● **GIVEN TEXT**
Charles Wu for OceanBase User Group

Posted on Jun 28

Technical Deep Dive: How OceanBase’s Native Column Store Powers HTAP

#analytics #database #datascience

This series covers how OceanBase Analytic Processing (AP) delivers strong transactional guarantees and high-concurrency support for real-time analytics. This article focuses on the native column-store engine’s architecture — tracing the full technical path from LSM-Tree’s baseline-delta separation, through adaptive compaction, columnar encoding, and Skip Index optimizations, to the vectorized execution engine 2.0, cost-model-driven row/column path selection, and system-wide adaptations across DDL, backup/restore, and transaction consistency. Together, these mechanisms show how OceanBase serves both TP and AP workloads within a single architecture.

1. From TP to HTAP: Why a Native Column Store

When building real-time analytics, enterprises face a classic architectural trade-off: deploy a separate OLAP database, or run analytical queries directly on the OLTP system. The first approach introduces data synchronization latency and operational complexity. The second hits a performance wall — row-store engines are not designed for analytical workloads.

Starting with V4.3.0, OceanBase offers a third path: a native column-store engine that delivers high-concurrency transaction processing and complex analytical queries within the same database instance — no additional data sync pipeline required. The key breakthrough is a deep integration of row store and column store within a single codebase and a single OBServer process, built on the LSM-Tree architecture.

Before V4.3.0, OceanBase’s AP capability relied on a lightweight row-store-plus-index approach. It handled simple analytical queries but bottlenecked on typical AP workloads involving multi-table joins, wide-range scans, and complex aggregations. The native column store closes this gap, enabling use cases like real-time reporting, real-time data warehousing, and user profiling.

This article walks through the technical details, starting with the column-store engine’s architecture.

2. Architecture of the Native Column-Store Engine

OceanBase’s native column-store engine is not a bolt-on layer over a row-store architecture. It redesigns data organization from the ground up. The core challenge: support both high-concurrency writes and efficient analytical queries in a unified architecture — balancing storage format, data flow, and query execution. This section explains the baseline-delta separation mechanism built on LSM-Tree.

Traditional column-store engines offer weak transactional support and struggle with complex transaction scenarios. OceanBase’s LSM-Tree architecture handles this by separating baseline and delta data:

Baseline data: Stored in columnar format, optimized for analytical query performance. When delta data accumulates to a threshold, it merges with the baseline to produce a new columnar baseline.
Delta data: Stored in row format for high-concurrency transactional updates. DML operations first write to an in-memory MemTable, then flush to disk as SSTables.
Merge mechanism: A background process periodically merges delta data into the baseline, avoiding performance degradation from heavy random updates.

This architecture delivers row-store and column-store unification in one codebase, one architecture, and one OBServer process — serving both TP and AP query performance.

3. Key Technical Mechanisms

With the baseline-delta separation established at the architecture level, the next challenge is engineering efficiency: how to compact columnar data efficiently, reduce storage overhead, and minimize I/O and compute costs at query time. This section covers four core mechanisms in OceanBase’s column-store engine.

● **WHAT THIS TASK INVOLVES**
In the column-store article above, in what format is delta data stored?

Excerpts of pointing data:
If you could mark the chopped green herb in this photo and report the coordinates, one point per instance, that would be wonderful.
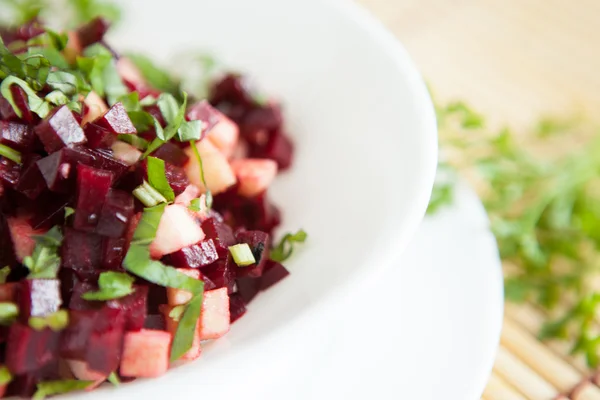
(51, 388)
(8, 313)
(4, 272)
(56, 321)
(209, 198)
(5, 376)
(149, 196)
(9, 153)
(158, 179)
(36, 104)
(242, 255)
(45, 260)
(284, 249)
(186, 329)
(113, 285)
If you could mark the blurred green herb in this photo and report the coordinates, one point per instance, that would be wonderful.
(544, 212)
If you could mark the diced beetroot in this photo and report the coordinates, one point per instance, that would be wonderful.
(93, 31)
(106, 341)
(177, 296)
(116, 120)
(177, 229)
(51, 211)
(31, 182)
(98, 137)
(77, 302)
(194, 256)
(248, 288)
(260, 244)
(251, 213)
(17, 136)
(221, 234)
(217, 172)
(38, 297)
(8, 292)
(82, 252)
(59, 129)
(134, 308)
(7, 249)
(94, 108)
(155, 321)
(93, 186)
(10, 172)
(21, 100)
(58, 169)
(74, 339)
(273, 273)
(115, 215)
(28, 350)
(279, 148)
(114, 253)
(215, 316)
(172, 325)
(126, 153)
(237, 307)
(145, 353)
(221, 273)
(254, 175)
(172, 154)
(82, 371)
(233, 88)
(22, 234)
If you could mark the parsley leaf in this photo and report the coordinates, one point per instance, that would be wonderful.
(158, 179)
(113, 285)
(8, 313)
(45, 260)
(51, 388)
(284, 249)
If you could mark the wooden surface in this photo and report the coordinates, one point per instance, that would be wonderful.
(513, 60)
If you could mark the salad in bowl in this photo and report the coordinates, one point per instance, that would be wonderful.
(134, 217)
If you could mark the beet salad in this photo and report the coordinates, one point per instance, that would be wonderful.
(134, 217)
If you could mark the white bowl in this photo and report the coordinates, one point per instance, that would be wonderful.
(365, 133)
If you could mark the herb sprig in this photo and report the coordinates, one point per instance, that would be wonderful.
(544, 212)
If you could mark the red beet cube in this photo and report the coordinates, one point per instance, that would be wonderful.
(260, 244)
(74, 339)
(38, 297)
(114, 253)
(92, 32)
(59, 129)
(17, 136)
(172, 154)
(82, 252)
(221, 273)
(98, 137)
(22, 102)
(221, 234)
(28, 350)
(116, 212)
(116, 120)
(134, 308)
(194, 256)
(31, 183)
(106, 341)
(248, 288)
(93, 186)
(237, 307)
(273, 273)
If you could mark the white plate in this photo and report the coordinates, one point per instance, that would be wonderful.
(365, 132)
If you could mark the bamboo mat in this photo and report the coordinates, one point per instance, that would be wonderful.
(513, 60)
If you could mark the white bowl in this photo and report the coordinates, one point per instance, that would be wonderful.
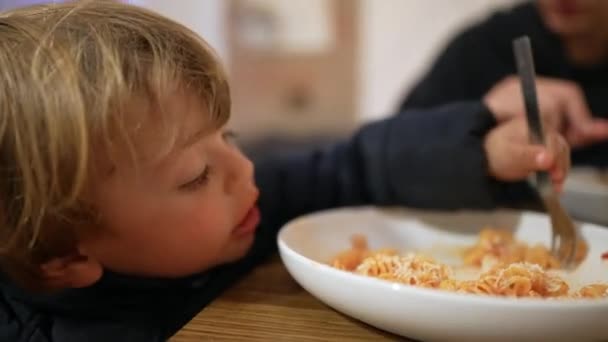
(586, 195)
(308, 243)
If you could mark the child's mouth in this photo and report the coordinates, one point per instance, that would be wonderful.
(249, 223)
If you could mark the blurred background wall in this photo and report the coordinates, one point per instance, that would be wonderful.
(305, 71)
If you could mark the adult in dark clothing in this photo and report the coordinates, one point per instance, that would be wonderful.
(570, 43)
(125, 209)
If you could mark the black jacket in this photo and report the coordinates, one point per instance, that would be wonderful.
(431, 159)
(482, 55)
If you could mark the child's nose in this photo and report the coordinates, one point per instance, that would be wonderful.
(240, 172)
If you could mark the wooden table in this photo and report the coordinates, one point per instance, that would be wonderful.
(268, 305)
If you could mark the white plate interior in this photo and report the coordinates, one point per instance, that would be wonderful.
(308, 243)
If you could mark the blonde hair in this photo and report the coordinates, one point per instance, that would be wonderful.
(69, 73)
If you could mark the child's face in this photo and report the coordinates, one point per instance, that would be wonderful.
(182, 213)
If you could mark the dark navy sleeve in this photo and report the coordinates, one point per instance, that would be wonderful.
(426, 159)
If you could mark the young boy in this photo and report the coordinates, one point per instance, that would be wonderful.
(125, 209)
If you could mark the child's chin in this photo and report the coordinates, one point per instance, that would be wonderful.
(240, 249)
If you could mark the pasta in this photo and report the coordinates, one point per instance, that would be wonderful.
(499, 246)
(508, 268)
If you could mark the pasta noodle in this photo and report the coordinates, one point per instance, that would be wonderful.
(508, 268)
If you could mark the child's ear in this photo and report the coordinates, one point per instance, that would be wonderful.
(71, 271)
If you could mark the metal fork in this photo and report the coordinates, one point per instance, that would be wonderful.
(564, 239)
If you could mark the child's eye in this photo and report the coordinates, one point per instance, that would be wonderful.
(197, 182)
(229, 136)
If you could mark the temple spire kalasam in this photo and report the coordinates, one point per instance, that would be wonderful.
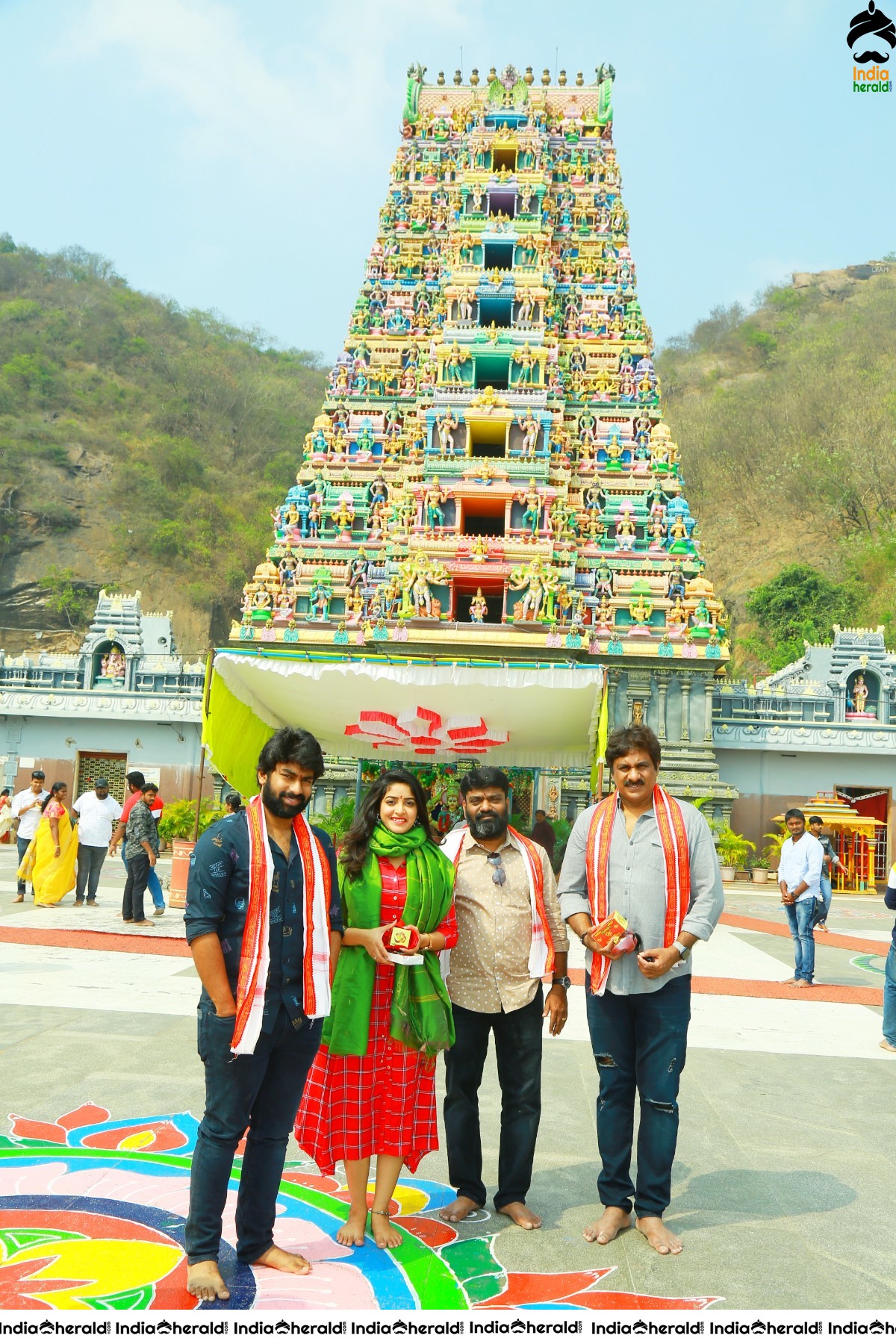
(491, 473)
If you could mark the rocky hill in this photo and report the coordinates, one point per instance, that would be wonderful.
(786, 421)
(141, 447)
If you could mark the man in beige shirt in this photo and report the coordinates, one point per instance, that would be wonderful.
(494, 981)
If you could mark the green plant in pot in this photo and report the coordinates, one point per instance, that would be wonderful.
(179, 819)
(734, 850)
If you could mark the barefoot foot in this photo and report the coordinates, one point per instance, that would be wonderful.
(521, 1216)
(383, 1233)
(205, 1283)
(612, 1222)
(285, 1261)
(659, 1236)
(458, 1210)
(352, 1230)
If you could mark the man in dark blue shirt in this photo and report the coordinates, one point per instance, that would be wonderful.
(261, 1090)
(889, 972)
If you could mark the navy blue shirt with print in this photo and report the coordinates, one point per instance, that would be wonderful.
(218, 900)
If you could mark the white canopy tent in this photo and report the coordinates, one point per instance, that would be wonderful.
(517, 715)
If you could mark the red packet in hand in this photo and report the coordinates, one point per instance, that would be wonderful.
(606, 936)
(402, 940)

● **THE COMPLETED TASK**
Delta data is stored in row format, for high-concurrency transactional updates.